Quello raccontato dal regista Sergio Martino era il calcio dei nostri genitori e dei nostri nonni, un calcio molto diverso da quello attuale e che abbiamo sentito solamente nei racconti di chi c’è stato o in qualche immagine a volte ancora in bianco e nero, e che fatichiamo ad associare al frenetico, fisico e decisamente meno romantico sport attuale.
Il calcio di Platini e Maradona e del Kaiser Rummenigge. Il calcio dei campionissimi come Zico e Socrates che potevano finire a giocare in squadre meno blasonate come l’Udinese e la Fiorentina. Il calcio della Serie A a 16 squadre e delle vittorie da 2 punti. Un calcio che non esiste più.
Eppure se analizziamo attentamente quelle che sono le vicende che si svolgono nel film, siamo poi davvero sicuri che la Serie A raccontata ormai quasi quarant’anni fa, sia così diversa da quella attuale? Insomma, siamo davvero di fronte a quei misteri pop come le previsioni dei Simpson, o piuttosto L’Allenatore nel Pallone ci aveva visto lungo, denunciando stranezze e anomalie di un mondo che probabilmente era già malato all’epoca, e che adesso sembra un giocattolo impazzito nelle mani di dirigenti poco oculati?

→ Dati forniti:
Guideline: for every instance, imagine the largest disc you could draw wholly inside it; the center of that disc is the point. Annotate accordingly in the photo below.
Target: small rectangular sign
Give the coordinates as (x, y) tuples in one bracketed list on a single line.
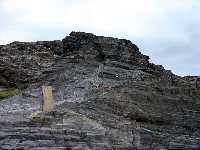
[(48, 101)]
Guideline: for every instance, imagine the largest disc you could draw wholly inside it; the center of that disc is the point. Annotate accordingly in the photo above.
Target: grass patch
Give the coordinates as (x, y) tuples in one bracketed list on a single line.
[(9, 93)]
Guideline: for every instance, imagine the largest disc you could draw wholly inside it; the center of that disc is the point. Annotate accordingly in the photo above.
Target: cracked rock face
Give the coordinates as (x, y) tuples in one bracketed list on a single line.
[(108, 96)]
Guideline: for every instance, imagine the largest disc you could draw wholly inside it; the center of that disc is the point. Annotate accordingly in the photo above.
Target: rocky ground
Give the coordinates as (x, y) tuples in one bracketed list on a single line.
[(108, 97)]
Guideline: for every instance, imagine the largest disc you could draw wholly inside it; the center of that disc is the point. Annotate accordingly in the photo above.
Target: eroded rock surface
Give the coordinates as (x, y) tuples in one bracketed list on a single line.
[(108, 96)]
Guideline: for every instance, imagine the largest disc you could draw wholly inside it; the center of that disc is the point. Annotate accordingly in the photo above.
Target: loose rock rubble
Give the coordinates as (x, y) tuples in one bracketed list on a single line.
[(108, 96)]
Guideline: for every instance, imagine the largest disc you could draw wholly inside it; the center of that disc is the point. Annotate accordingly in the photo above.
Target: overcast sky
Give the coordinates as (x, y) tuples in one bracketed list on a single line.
[(166, 30)]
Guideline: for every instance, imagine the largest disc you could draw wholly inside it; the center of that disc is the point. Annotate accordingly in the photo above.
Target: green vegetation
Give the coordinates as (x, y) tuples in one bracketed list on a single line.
[(8, 93)]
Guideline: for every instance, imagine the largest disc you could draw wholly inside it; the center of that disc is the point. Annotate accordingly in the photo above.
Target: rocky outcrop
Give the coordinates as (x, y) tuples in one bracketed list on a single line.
[(108, 96)]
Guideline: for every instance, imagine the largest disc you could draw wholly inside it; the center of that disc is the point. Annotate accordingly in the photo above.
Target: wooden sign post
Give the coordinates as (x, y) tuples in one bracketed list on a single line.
[(48, 101)]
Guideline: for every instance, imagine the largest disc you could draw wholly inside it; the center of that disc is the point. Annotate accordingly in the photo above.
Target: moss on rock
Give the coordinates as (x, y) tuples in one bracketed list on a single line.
[(9, 93)]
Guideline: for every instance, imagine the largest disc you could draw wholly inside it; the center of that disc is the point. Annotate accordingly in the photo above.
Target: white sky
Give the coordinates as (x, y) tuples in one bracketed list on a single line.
[(166, 30)]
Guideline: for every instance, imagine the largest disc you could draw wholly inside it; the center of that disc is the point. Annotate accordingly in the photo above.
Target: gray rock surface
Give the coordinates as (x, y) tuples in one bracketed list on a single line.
[(108, 96)]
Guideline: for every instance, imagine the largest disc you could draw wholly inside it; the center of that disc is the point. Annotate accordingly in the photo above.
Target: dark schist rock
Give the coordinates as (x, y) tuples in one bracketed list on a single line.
[(108, 96)]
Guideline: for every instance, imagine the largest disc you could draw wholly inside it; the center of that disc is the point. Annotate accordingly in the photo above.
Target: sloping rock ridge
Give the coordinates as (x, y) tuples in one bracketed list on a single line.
[(108, 96)]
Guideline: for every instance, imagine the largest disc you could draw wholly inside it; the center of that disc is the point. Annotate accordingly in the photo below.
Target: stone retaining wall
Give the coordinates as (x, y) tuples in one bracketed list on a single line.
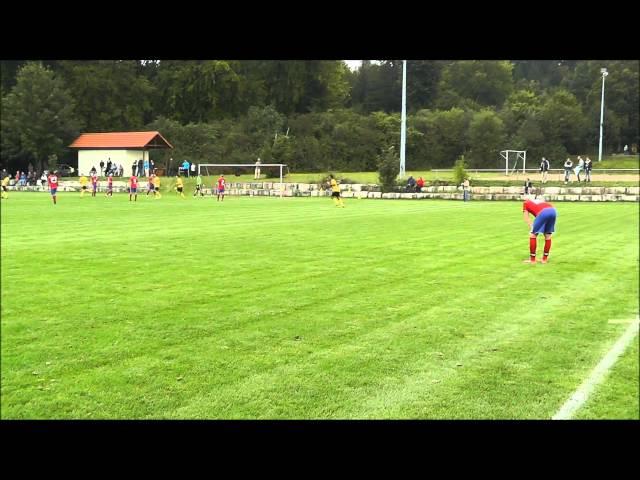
[(568, 194)]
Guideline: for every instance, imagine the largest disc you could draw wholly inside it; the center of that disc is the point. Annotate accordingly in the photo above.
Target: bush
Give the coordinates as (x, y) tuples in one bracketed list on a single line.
[(388, 170)]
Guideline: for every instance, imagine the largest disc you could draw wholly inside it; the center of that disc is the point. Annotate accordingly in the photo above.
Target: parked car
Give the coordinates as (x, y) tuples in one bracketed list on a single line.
[(65, 170)]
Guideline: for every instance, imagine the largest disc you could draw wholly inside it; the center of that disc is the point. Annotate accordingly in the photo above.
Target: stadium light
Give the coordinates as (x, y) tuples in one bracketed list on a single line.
[(604, 73), (403, 126)]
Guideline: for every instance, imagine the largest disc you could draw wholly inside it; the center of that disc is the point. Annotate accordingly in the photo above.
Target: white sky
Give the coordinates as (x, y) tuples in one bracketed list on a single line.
[(355, 64)]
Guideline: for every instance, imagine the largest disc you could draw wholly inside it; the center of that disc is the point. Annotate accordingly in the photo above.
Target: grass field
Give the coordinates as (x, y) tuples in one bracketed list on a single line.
[(291, 308)]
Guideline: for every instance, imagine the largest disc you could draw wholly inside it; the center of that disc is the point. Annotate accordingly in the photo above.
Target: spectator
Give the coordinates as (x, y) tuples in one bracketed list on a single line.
[(544, 169), (568, 165), (466, 190), (528, 187), (587, 170), (411, 184), (579, 167)]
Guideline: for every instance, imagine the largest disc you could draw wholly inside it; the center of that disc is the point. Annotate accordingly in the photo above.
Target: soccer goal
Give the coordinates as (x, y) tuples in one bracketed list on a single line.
[(256, 169), (513, 156)]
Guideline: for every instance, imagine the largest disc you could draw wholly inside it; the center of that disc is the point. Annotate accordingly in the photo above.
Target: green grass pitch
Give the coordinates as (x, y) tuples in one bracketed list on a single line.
[(269, 308)]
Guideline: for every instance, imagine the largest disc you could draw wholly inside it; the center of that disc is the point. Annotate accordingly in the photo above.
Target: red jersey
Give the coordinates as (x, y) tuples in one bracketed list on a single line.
[(534, 207), (53, 181)]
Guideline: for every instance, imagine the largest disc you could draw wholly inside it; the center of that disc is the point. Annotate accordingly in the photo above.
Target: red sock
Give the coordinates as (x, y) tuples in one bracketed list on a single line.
[(532, 247)]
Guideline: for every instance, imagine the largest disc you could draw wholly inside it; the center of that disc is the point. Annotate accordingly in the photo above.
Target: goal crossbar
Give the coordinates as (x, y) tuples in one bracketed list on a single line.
[(250, 165)]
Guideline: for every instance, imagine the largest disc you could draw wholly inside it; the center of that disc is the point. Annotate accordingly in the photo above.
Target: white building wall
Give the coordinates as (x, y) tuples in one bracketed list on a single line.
[(92, 158)]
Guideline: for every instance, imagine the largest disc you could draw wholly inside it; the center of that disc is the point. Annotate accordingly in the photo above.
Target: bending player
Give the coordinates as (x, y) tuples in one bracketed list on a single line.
[(335, 192), (151, 186), (133, 187), (156, 186), (545, 222), (109, 185), (179, 186), (94, 184), (53, 185), (5, 185), (83, 185)]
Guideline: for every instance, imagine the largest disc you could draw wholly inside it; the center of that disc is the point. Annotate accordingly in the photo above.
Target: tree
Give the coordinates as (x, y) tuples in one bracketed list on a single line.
[(485, 137), (110, 95), (422, 83), (486, 83), (388, 169), (38, 118), (562, 121), (443, 133)]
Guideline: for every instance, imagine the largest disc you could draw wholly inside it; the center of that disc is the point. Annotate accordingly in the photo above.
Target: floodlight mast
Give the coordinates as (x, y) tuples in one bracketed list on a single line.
[(604, 73), (403, 126)]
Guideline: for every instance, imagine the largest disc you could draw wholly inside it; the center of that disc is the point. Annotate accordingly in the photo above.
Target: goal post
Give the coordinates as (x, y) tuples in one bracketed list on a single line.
[(519, 155), (251, 166)]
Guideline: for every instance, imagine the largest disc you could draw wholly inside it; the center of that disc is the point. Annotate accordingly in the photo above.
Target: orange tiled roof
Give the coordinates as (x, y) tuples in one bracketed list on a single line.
[(119, 140)]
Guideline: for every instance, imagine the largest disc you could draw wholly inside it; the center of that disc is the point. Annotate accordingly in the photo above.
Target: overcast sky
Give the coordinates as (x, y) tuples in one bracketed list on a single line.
[(353, 64)]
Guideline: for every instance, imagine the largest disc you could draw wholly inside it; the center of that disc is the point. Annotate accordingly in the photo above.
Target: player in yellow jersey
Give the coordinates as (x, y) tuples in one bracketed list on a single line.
[(5, 185), (156, 184), (335, 192), (83, 185), (179, 186)]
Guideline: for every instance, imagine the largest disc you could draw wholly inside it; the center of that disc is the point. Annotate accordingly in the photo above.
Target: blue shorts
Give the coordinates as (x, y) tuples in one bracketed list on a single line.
[(545, 222)]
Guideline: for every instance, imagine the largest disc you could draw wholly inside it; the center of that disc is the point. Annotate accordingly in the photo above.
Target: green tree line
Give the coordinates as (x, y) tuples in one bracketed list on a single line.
[(317, 115)]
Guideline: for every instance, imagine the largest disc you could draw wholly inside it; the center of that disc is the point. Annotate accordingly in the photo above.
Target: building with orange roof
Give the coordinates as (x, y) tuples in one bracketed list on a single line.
[(119, 147)]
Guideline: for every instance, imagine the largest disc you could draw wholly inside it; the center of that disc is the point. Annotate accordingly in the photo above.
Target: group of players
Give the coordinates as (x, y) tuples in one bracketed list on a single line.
[(544, 213)]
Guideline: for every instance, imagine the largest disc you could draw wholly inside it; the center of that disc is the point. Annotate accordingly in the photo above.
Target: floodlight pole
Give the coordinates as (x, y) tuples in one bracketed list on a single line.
[(403, 126), (604, 73)]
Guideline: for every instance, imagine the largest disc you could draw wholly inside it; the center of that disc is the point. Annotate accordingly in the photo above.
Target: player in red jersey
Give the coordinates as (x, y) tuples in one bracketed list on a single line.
[(545, 221), (109, 185), (53, 185), (133, 187), (221, 184), (94, 184)]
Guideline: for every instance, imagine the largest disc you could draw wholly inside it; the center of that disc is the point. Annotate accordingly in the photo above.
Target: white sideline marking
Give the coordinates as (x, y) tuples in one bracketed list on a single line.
[(582, 393)]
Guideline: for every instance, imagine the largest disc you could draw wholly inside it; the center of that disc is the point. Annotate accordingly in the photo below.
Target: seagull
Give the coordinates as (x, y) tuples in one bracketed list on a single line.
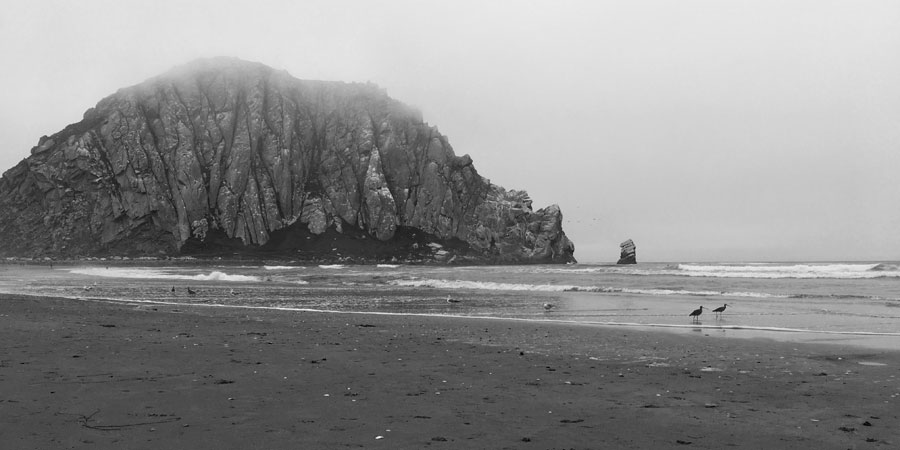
[(720, 309), (695, 315)]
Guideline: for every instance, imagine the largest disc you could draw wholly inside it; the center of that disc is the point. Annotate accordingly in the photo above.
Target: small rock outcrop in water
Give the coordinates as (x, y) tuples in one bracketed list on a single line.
[(627, 255), (228, 157)]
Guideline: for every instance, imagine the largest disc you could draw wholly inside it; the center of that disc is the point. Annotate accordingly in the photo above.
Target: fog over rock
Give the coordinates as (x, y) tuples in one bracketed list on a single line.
[(223, 156)]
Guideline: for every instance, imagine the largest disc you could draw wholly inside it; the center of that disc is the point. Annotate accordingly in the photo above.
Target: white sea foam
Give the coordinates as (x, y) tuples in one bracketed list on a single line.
[(282, 267), (159, 274), (494, 286), (484, 285), (838, 271)]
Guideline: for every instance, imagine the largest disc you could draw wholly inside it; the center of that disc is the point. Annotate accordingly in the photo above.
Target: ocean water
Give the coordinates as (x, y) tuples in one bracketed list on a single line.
[(845, 303)]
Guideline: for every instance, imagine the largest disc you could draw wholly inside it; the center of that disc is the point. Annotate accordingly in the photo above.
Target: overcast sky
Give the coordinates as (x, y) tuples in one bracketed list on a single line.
[(703, 130)]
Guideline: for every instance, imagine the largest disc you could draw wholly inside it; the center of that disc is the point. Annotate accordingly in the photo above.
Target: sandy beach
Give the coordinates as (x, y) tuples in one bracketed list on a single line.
[(94, 374)]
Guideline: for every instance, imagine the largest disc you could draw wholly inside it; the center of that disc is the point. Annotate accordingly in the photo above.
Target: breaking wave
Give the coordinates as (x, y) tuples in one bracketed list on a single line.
[(836, 271), (494, 286), (159, 274)]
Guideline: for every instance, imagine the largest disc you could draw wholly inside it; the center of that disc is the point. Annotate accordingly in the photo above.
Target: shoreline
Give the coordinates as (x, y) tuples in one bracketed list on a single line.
[(100, 374), (875, 341)]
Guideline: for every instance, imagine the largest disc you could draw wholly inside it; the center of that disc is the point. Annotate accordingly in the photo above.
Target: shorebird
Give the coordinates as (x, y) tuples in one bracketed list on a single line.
[(695, 315), (720, 309)]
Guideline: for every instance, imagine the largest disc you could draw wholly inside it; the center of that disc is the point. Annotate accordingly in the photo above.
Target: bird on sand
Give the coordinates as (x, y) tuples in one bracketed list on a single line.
[(695, 315), (720, 309)]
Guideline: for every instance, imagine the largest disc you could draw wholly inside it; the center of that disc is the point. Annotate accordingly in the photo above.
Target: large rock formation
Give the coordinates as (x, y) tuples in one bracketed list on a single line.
[(628, 254), (227, 156)]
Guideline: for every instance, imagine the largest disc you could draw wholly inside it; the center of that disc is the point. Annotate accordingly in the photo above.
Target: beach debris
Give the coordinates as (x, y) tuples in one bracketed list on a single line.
[(720, 310), (695, 314)]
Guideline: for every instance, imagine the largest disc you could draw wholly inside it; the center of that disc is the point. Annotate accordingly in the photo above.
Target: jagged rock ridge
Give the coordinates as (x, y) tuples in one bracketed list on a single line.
[(223, 151)]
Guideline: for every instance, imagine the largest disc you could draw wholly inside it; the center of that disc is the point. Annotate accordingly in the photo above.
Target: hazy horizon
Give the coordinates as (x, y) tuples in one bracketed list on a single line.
[(702, 130)]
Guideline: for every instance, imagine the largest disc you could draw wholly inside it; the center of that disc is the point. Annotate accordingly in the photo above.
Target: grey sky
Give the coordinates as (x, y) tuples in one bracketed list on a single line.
[(703, 130)]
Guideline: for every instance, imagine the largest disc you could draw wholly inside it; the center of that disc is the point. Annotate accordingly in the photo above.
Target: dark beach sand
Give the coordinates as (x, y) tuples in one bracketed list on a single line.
[(88, 374)]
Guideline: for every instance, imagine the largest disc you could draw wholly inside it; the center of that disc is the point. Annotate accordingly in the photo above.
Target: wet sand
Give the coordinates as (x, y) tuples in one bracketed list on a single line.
[(93, 374)]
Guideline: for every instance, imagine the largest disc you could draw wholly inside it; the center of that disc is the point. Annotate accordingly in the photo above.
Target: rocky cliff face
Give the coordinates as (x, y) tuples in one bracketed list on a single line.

→ Compito assegnato 1:
Elenca tutti i calciatori nominati nel testo sul calcio di un tempo.
→ Compito assegnato 2:
Ricopia dal testo sul calcio di un tempo il passo da "Il calcio di" a "dirigenti poco oculati?".

→ Risultato corretto 1:
Platini, Maradona, Rummenigge, Zico, Socrates

→ Risultato corretto 2:
Il calcio di Platini e Maradona e del Kaiser Rummenigge. Il calcio dei campionissimi come Zico e Socrates che potevano finire a giocare in squadre meno blasonate come l’Udinese e la Fiorentina. Il calcio della Serie A a 16 squadre e delle vittorie da 2 punti. Un calcio che non esiste più.
Eppure se analizziamo attentamente quelle che sono le vicende che si svolgono nel film, siamo poi davvero sicuri che la Serie A raccontata ormai quasi quarant’anni fa, sia così diversa da quella attuale? Insomma, siamo davvero di fronte a quei misteri pop come le previsioni dei Simpson, o piuttosto L’Allenatore nel Pallone ci aveva visto lungo, denunciando stranezze e anomalie di un mondo che probabilmente era già malato all’epoca, e che adesso sembra un giocattolo impazzito nelle mani di dirigenti poco oculati?